### EXERCISE
Return the lines beginning at the one that contains "A single point falls on each instance of the distant" and running to the end of the records, exactly and with nothing else. Omit pictures.

### EXERCISE MATERIAL
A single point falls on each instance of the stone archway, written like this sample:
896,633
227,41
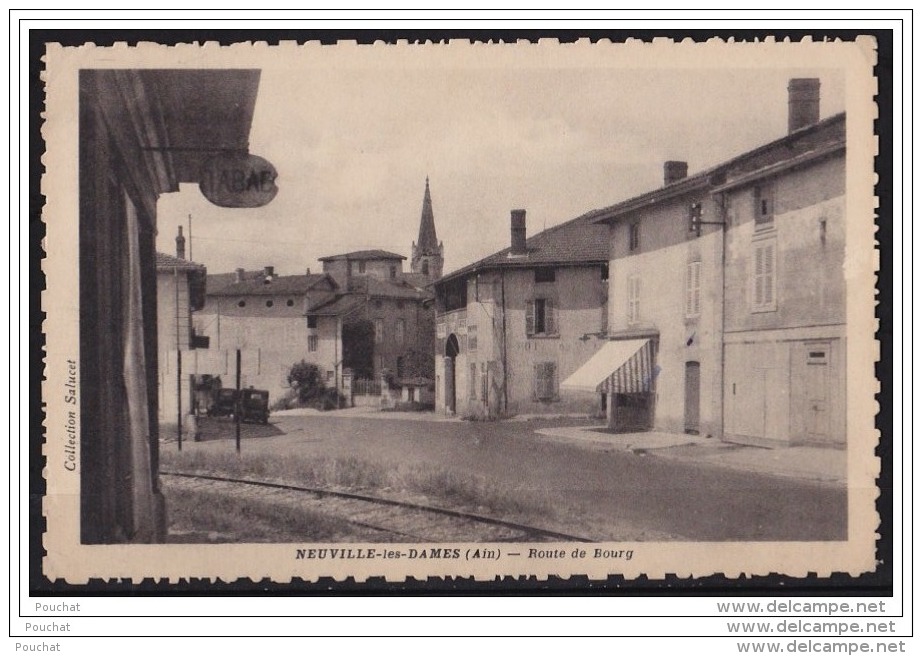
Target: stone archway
452,348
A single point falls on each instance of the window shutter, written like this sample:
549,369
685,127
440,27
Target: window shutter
759,277
697,299
768,278
550,323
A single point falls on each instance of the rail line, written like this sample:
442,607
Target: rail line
444,512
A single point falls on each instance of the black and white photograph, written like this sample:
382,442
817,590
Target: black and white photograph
470,309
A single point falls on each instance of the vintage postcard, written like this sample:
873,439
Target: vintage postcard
460,310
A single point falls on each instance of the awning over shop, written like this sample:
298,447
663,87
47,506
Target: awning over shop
624,367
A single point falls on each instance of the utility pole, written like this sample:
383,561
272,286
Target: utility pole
238,405
178,362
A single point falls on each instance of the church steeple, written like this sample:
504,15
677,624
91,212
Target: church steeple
428,253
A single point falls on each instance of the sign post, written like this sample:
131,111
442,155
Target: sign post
238,180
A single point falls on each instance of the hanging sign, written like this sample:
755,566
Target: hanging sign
238,180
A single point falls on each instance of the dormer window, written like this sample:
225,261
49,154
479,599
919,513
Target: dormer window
764,205
634,236
545,274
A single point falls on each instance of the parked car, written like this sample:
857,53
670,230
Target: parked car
225,403
254,405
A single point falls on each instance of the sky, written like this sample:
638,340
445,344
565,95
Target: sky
353,145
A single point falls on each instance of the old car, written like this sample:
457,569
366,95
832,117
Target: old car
254,405
224,404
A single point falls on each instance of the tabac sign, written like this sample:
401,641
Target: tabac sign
238,180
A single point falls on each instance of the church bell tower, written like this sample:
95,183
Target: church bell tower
428,252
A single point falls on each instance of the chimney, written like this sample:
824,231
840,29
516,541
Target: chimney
180,245
518,233
674,171
803,102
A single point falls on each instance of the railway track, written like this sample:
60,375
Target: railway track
390,519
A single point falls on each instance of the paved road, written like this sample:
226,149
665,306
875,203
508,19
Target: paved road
685,500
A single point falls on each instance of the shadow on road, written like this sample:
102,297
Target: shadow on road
221,428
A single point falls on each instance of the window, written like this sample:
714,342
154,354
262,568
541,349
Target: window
634,236
545,381
472,337
633,299
539,317
545,274
763,277
693,289
764,205
694,218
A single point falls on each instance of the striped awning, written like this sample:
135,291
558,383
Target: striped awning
621,366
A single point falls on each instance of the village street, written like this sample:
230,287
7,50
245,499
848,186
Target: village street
666,495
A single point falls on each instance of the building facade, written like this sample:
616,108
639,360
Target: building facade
180,291
362,318
785,289
666,305
728,294
265,316
512,326
141,133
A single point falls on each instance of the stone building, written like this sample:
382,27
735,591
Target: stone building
728,293
510,327
180,291
265,316
141,134
363,315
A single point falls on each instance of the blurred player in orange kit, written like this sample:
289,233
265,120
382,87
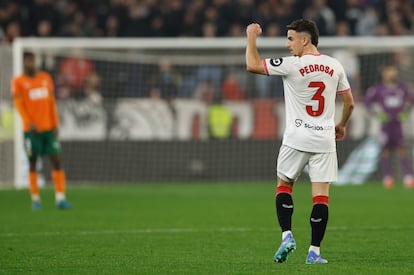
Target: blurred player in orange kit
34,99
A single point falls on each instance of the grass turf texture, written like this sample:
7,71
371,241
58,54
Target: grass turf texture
221,228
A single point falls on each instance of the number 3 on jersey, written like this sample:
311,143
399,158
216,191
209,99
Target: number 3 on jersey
317,97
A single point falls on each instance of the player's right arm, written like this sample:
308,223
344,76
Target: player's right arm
19,102
253,62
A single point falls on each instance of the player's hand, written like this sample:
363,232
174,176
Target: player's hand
339,132
383,117
254,29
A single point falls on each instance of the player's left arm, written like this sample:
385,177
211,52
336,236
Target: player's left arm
54,114
345,94
253,61
347,108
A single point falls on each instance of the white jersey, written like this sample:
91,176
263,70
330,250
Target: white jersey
311,83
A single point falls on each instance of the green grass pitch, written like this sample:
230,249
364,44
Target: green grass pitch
200,228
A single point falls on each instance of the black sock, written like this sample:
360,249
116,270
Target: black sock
318,221
284,210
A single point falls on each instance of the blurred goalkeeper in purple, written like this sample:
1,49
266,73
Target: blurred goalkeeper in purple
394,100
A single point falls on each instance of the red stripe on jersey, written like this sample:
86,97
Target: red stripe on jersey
320,200
265,66
344,91
284,189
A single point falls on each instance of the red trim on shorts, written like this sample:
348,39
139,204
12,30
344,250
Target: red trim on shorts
320,200
283,189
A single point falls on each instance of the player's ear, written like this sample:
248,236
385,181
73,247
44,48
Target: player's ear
305,39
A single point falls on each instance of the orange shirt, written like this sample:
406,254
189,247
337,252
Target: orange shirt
35,101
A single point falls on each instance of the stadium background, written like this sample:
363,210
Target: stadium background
121,122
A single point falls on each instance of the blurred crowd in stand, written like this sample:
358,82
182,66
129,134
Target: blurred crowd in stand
80,77
197,18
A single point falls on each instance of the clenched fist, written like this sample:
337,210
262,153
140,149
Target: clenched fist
254,29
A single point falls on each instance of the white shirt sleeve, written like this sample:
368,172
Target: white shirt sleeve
277,66
343,83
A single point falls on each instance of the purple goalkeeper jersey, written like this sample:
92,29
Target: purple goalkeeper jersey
393,100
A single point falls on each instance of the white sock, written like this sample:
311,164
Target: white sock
35,197
285,233
315,249
59,196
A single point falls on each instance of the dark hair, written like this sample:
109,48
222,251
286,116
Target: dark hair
28,55
308,26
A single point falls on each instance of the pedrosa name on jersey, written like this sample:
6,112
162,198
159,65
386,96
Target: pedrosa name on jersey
313,68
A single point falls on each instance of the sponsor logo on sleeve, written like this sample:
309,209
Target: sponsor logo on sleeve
276,62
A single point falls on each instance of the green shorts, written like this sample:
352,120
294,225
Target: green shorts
40,144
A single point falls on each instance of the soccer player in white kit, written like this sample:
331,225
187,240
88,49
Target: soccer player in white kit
311,82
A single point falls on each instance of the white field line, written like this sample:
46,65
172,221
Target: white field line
188,230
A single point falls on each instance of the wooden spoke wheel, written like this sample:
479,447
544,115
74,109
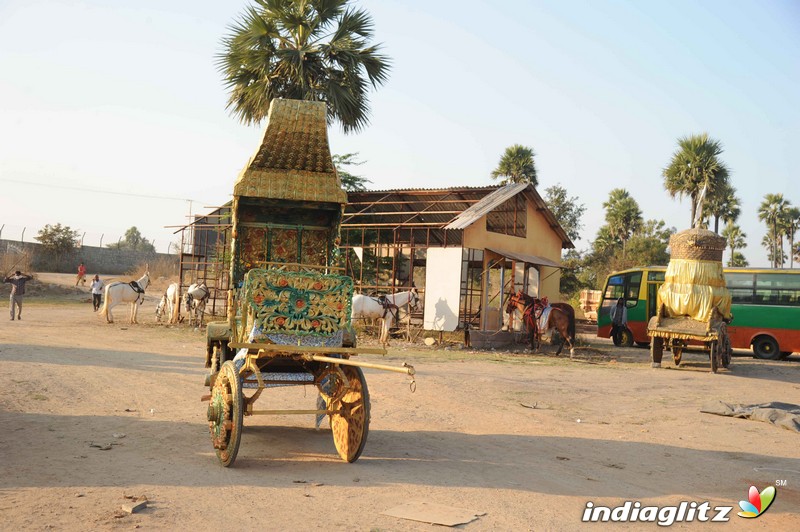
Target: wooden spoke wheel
225,414
350,424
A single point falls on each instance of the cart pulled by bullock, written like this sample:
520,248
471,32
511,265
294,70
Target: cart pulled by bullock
694,305
288,312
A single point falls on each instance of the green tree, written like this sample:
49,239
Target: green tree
573,274
772,211
738,260
696,171
134,241
735,238
57,240
516,166
623,215
649,244
775,255
316,50
792,222
350,182
722,205
568,211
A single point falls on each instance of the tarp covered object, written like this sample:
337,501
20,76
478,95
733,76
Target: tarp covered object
694,288
784,415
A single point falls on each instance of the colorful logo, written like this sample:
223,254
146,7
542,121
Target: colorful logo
758,503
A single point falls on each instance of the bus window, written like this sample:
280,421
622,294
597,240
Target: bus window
633,282
777,289
740,286
615,288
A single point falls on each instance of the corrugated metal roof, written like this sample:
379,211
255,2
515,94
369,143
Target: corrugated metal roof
486,205
501,195
530,259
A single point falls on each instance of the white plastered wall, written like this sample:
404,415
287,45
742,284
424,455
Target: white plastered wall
442,289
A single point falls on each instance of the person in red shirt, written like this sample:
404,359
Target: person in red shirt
81,274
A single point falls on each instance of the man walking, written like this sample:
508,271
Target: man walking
81,274
97,292
17,282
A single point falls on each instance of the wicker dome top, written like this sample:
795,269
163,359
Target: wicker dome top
293,161
697,244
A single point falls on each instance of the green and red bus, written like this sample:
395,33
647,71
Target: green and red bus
765,307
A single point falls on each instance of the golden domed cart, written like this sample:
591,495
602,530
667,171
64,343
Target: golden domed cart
693,304
289,306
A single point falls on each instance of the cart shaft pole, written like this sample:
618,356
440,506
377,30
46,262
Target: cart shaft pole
408,369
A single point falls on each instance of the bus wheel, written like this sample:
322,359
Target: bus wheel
766,348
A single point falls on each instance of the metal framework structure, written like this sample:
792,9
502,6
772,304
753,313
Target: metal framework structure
385,235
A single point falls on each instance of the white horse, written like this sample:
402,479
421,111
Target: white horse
169,305
385,308
121,292
195,300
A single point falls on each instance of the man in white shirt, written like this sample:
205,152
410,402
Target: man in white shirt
97,292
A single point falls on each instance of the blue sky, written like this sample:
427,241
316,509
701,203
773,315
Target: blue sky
109,96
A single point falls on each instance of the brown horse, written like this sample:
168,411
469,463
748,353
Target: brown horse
561,317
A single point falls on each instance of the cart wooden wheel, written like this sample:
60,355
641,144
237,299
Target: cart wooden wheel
350,425
225,413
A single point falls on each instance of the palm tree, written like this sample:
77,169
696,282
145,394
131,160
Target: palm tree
516,166
722,205
304,50
792,224
623,215
695,170
735,238
738,260
771,211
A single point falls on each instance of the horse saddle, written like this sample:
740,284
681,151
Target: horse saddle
136,287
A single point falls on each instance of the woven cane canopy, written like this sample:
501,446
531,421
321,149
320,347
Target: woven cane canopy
694,283
294,159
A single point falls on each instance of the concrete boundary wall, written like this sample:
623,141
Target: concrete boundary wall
96,259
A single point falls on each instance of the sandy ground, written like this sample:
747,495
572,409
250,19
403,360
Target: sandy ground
524,440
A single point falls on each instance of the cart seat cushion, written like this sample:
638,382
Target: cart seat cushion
287,378
296,303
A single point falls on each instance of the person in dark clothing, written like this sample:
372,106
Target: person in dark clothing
17,282
619,320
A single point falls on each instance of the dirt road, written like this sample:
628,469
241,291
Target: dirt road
525,441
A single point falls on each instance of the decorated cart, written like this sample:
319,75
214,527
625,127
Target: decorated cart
694,304
289,311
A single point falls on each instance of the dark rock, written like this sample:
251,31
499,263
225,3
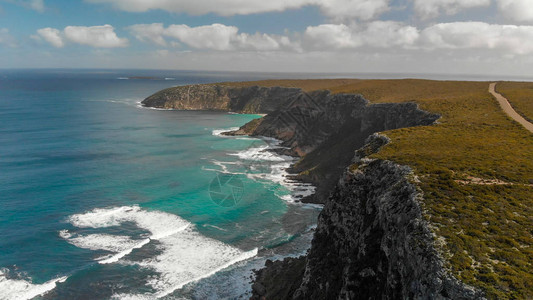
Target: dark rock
280,279
322,128
258,289
371,241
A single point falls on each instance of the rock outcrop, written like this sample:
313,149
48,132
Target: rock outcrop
322,128
371,241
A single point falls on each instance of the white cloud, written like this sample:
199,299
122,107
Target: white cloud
378,34
209,37
52,36
6,38
433,8
37,5
149,33
511,39
95,36
364,9
345,9
518,10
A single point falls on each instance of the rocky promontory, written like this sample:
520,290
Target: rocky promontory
321,128
371,241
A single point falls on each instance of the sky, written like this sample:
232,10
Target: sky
483,37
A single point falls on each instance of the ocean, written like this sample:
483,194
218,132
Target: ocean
101,198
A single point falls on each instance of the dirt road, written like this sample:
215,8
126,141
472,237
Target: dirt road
508,109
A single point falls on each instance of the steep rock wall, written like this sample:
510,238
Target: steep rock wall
321,128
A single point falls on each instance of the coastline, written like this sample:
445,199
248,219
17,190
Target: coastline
465,119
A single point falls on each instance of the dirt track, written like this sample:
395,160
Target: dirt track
508,109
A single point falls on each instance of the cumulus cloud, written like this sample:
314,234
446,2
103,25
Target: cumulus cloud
378,34
433,8
94,36
37,5
149,33
6,39
477,36
345,9
364,9
512,39
210,37
52,36
518,10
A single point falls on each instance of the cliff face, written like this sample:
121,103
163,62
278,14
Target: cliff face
322,128
254,99
371,242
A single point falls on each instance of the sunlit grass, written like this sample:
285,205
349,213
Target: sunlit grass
485,231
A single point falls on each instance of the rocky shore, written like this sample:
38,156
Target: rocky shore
371,241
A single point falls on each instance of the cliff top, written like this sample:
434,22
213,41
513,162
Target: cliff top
475,168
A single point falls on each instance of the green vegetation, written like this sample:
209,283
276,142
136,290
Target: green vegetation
520,95
484,230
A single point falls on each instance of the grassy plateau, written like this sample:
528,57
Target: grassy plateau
474,167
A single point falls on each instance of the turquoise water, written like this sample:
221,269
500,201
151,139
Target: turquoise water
101,198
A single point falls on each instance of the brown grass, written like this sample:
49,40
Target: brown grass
486,229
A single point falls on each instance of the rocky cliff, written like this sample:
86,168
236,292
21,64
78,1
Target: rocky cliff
321,128
371,241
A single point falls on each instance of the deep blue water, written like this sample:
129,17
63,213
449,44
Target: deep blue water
100,198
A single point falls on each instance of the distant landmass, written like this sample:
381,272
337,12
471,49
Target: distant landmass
426,185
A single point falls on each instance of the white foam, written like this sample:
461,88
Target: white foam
121,254
277,169
261,153
160,224
119,244
189,257
13,289
218,132
186,255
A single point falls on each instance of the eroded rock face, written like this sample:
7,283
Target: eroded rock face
254,99
372,242
322,128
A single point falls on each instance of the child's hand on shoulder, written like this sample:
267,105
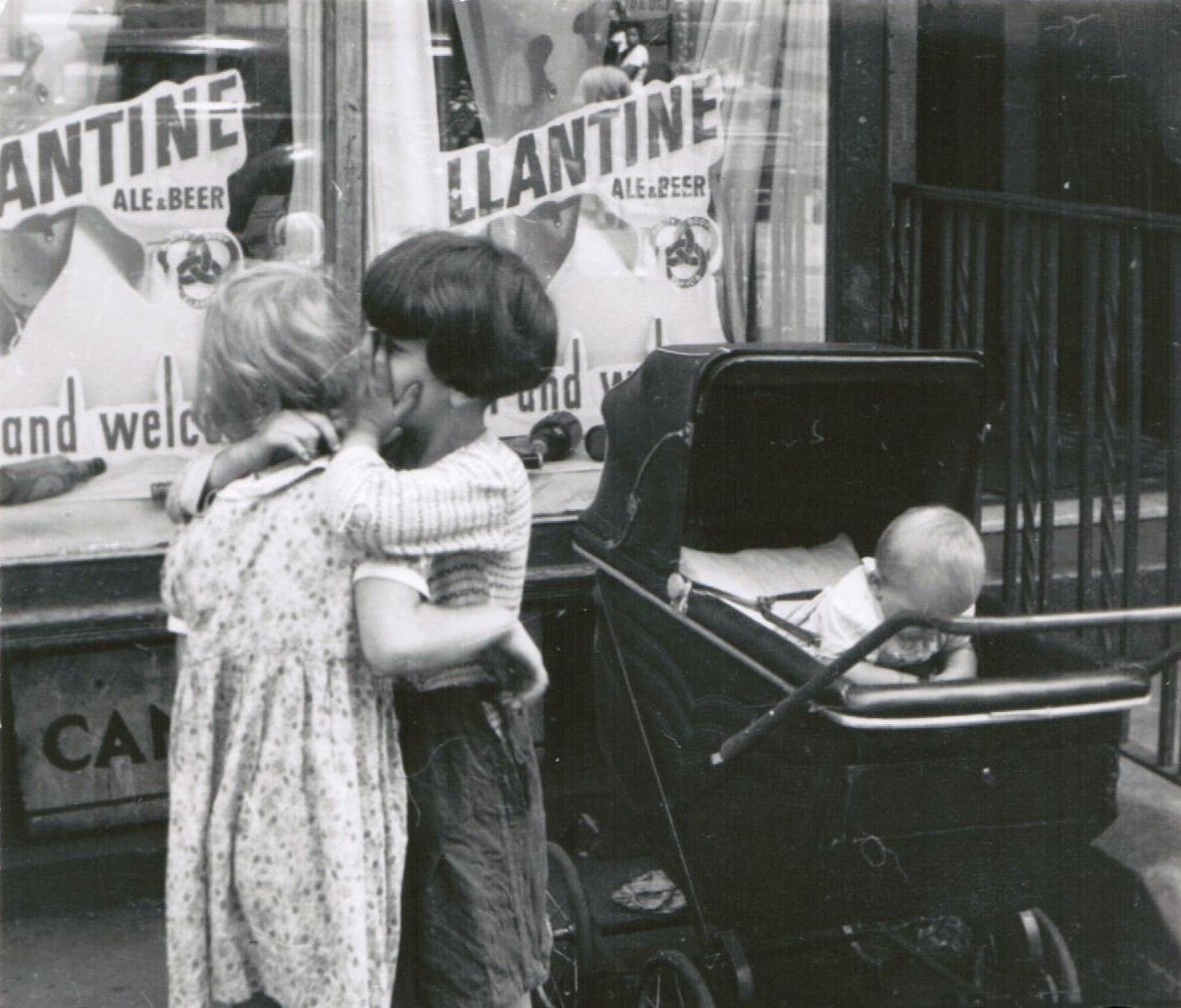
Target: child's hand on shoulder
298,432
378,413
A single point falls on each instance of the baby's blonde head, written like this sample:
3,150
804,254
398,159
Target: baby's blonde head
275,337
932,557
601,84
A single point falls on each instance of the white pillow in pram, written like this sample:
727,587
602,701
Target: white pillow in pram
754,573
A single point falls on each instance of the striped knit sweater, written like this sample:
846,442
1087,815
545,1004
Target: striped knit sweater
464,518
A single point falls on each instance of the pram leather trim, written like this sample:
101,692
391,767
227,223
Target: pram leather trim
920,705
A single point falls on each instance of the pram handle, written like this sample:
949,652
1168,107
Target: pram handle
972,627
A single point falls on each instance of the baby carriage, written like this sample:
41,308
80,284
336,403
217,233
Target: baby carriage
921,829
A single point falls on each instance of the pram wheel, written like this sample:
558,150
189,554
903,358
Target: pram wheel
570,921
670,980
1024,959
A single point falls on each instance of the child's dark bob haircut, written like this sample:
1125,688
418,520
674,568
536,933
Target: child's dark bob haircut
490,328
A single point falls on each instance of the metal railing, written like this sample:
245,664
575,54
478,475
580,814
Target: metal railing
1079,310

### EXPECTED ANSWER
A single point falls on each instance of the distant landmass, written like this sample:
381,272
337,12
471,49
Target: distant landmass
426,185
A single point falls on each instance of the white foam, written like this sample:
461,88
Target: white foam
121,254
277,169
261,153
160,224
119,244
189,257
13,289
218,132
186,255
A single point falls on each instance of the eroded rock face, written like this sample:
7,283
Target: eroded rock face
254,99
372,242
322,128
A single point falls on each instance of the child's hand on shoulder, written like this sample:
267,105
Target: child's hand on shoulder
298,432
378,413
A single point falls on each instance of the baby's blonde head, written like this sample:
3,150
804,254
398,159
Target: baby's blonde head
275,337
932,557
601,84
A single point falls on each instance of the white pillow in pram, written like this sample:
727,587
602,701
Target: white pillow in pram
754,573
A single point falls on each instance of the striped knit sweater, written like this sample:
846,442
1087,815
545,1004
Target: striped knit sweater
464,518
A single point falls on each instance of the pram leather trim, written like this sample:
101,692
391,767
227,223
Target: pram leather trim
920,705
A single point falls on each instance of the pram handle, written like this sample:
949,652
1168,107
Target: pram handle
972,627
A single point falls on each instance of the baby carriage, written like this sample:
41,308
80,284
336,403
217,233
Target: baby carriage
921,829
A single point falls on each instance of the pram wheel, written like this sample:
558,150
189,554
903,358
Target: pram wheel
570,921
670,980
1024,959
A single point falls on each instance of the child's dark bob haircut, written like this sample:
1125,688
418,520
674,568
536,933
Target: child's dark bob haircut
490,328
A single point falls on each instance of the metal railing, written like this sample:
245,664
575,54
478,475
580,814
Target: metal railing
1079,310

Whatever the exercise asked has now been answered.